======== MATERIAL TO PROCESS
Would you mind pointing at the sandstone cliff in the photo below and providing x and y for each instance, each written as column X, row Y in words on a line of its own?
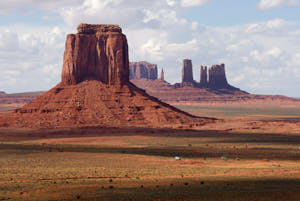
column 142, row 69
column 203, row 77
column 162, row 75
column 97, row 52
column 187, row 71
column 95, row 90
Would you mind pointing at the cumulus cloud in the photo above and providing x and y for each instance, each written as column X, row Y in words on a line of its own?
column 269, row 4
column 12, row 5
column 30, row 57
column 192, row 3
column 259, row 57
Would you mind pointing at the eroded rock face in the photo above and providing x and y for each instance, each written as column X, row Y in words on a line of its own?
column 142, row 69
column 217, row 77
column 95, row 66
column 203, row 76
column 187, row 71
column 96, row 52
column 162, row 75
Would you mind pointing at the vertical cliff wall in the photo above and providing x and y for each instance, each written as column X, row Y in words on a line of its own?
================
WHAT IS NEEDED —
Please repeat the listing above word for word, starting with its first line and going on through the line containing "column 95, row 90". Leave the picture out of your answer.

RESPONSE TO THE EXERCISE —
Would you mind pointing at the sandstone cliff in the photo below and providing x and y for each instance, each written as column X, row Y in words on a line of its own?
column 142, row 69
column 203, row 77
column 162, row 75
column 97, row 52
column 187, row 71
column 95, row 90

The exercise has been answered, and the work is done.